▸ **WRITTEN TASK**: Starting at the beginning of the records and ending with the line that contains "[[[0,0],[0,60],[22,56],[43,65],[43,1]]]", rewrite those lines with "dense foliage" replaced by "thick foliage" and everything else unchanged. Leave the pictures out of your answer.

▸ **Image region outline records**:
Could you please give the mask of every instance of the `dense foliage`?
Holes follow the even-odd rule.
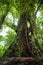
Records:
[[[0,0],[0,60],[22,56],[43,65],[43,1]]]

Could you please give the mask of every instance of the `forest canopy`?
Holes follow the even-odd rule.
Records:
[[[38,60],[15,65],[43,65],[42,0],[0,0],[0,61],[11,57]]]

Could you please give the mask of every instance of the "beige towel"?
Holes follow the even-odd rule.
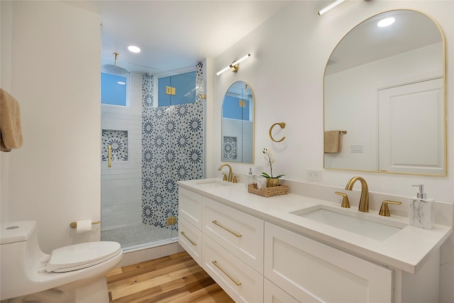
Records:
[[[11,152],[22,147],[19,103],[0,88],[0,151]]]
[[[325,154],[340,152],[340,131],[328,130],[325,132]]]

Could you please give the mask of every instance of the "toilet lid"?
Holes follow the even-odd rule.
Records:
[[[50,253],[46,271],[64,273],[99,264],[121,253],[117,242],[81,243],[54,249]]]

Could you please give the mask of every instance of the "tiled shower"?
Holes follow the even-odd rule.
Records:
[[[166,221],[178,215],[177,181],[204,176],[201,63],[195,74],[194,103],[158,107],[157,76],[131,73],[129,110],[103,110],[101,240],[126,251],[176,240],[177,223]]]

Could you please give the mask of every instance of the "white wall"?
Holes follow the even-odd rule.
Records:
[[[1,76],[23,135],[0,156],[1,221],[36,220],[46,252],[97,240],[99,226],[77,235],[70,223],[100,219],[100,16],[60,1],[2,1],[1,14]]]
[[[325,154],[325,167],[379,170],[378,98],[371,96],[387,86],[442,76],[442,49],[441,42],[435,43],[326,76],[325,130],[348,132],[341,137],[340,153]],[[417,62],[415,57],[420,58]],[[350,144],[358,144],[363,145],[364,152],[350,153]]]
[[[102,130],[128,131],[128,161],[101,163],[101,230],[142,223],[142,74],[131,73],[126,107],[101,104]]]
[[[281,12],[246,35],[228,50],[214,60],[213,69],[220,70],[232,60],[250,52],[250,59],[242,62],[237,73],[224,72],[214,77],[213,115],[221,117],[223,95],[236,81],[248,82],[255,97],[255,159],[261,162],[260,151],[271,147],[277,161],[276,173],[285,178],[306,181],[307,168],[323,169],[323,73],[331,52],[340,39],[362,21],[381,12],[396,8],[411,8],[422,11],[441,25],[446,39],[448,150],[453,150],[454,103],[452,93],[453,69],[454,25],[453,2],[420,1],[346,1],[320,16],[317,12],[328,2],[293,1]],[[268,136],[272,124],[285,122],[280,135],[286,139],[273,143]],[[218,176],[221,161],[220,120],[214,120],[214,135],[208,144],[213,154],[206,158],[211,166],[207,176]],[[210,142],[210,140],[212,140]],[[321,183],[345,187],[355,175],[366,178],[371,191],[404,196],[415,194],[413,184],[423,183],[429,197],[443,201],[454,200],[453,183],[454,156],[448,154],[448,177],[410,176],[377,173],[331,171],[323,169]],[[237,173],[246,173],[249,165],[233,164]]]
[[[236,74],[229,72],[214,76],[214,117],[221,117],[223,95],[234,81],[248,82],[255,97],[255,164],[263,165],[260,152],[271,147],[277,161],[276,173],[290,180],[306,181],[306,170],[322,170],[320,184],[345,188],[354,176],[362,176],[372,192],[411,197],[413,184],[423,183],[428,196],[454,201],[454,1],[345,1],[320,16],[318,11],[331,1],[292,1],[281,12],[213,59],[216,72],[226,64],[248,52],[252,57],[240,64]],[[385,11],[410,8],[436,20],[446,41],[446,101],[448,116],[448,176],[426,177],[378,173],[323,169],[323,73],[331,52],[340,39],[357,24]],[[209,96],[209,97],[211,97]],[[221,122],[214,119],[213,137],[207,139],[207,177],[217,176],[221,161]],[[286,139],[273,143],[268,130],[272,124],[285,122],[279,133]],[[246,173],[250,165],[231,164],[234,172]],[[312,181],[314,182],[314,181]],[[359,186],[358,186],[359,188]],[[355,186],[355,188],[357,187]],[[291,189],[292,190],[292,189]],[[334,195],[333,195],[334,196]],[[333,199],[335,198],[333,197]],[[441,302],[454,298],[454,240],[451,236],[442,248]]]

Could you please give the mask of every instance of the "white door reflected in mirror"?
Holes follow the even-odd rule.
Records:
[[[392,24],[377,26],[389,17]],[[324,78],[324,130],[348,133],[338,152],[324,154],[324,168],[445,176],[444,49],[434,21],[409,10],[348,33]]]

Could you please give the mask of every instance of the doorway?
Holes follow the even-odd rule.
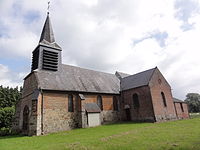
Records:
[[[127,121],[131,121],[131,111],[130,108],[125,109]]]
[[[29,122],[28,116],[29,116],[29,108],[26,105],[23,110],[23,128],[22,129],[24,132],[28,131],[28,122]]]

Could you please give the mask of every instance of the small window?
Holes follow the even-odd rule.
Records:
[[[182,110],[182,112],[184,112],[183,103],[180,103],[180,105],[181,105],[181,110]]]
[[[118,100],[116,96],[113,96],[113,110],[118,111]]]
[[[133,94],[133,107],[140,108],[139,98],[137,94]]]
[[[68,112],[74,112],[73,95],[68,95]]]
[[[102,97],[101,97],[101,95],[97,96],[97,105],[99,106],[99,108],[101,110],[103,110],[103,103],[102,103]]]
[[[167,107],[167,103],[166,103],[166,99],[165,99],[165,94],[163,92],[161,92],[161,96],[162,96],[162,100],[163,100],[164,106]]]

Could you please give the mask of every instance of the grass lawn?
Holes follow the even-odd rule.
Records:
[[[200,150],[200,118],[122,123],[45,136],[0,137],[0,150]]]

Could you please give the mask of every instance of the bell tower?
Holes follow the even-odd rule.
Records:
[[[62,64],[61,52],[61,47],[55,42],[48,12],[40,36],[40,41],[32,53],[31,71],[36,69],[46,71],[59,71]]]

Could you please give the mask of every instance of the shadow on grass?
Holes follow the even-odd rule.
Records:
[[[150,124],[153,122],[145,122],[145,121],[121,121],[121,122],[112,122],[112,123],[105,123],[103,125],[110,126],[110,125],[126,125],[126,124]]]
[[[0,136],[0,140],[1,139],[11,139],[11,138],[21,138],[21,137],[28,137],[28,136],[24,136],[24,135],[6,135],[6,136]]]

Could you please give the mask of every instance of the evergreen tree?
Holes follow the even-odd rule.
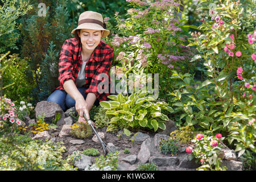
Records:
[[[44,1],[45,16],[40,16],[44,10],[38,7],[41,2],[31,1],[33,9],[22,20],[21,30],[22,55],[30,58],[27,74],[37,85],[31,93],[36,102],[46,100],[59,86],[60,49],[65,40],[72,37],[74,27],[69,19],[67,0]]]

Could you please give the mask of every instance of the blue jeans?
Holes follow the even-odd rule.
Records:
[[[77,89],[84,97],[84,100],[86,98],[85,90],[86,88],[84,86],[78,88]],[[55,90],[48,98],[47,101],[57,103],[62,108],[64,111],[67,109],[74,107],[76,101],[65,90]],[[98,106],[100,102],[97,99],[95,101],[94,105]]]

▸ **EXERCISE RESULT**:
Could you please give the mask of every instance of the `thick foliage`?
Holes follow the even-odd rule.
Records:
[[[0,0],[0,60],[22,56],[43,65],[43,1]]]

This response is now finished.